EXERCISE BRIEF
Without skipping anything, write out each record below exactly.

RECORDED INFORMATION
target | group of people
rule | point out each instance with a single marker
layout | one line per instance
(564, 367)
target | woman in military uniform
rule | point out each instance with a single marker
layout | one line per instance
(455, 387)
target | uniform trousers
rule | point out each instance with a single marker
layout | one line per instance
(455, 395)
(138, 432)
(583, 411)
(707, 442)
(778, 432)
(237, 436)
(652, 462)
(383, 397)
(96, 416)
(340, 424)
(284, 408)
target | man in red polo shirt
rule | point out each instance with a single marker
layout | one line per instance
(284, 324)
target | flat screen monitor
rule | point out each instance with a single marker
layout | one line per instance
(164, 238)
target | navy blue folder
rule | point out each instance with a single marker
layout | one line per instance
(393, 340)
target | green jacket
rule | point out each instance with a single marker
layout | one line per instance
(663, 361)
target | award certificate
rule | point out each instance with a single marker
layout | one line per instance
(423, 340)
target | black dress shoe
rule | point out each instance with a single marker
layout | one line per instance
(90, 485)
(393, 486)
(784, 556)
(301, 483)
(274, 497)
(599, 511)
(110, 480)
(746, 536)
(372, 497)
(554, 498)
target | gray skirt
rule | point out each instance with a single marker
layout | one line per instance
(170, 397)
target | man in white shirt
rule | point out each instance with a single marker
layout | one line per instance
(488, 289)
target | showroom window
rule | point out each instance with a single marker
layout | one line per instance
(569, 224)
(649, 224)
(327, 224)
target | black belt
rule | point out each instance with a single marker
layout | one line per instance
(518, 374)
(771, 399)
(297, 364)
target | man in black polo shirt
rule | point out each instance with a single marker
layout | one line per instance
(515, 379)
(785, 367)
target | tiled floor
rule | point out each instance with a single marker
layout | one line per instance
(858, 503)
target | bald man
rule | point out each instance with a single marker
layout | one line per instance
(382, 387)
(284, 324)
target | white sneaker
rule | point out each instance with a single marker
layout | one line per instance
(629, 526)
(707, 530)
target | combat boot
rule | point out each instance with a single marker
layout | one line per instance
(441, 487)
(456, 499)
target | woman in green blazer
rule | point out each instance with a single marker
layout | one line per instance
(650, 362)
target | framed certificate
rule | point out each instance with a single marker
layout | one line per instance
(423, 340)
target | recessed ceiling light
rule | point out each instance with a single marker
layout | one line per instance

EXERCISE ANSWER
target | group of people
rule | point out each instance with a single marker
layout | one line per instance
(564, 367)
target | woman in military uniform
rule | point out each instance with a single marker
layout | one line per instance
(455, 387)
target | uniform trousers
rule | point out each instance with a single marker
layout | one line per instance
(455, 395)
(138, 432)
(583, 411)
(707, 442)
(778, 432)
(237, 436)
(652, 462)
(383, 397)
(96, 416)
(340, 424)
(284, 408)
target | man in red polo shirt
rule | point out each instance with a single marker
layout | one line per instance
(284, 324)
target | flat screen monitor
rule | point out each instance with a single marker
layout | one line per instance
(164, 238)
target | navy blue folder
rule | point out each instance with a single marker
layout | one line per instance
(393, 340)
target | green jacket
rule | point out each instance with a single marker
layout | one line per instance
(663, 361)
target | award certificate
rule | point out each instance with a single marker
layout | one line per instance
(423, 340)
target | black dress shoe
rule | point out each instance with a single marker
layout | one line per instance
(90, 485)
(393, 486)
(784, 556)
(301, 483)
(274, 497)
(599, 511)
(110, 480)
(746, 536)
(372, 497)
(554, 498)
target | gray skirt
rule | point out each instance with a single marker
layout | one line per instance
(170, 397)
target | man in white shirt
rule | point out each instance with a single marker
layout | one line per instance
(488, 289)
target | showroom window
rule | point out each instance with a single marker
layout | one line per instance
(569, 224)
(649, 224)
(327, 224)
target | black belt
rule | point out each instance with a single marker
layout | one line per instance
(518, 374)
(771, 399)
(297, 364)
target | man in black polo shirt
rule | point out each instance with a single marker
layout | one line per instance
(515, 379)
(785, 367)
target | tiled floor
rule | point out each instance with a single marker
layout | one line per instance
(858, 503)
target | bald man
rule | point out each instance with a single marker
layout | one line per instance
(382, 387)
(284, 324)
target | white sneaker
rule | point out each instance with a single marker
layout | one line per instance
(629, 526)
(707, 530)
target | combat boot
rule | point out each instance with a single marker
layout | one line per instance
(441, 487)
(456, 499)
target | woman in green blazer
rule | point out each instance with a single marker
layout | one line per instance
(650, 362)
target | framed certificate
rule | point out each instance with a single marker
layout | one line per instance
(423, 340)
target | recessed ceiling light
rule | point out each instance with a single marker
layout | one line per instance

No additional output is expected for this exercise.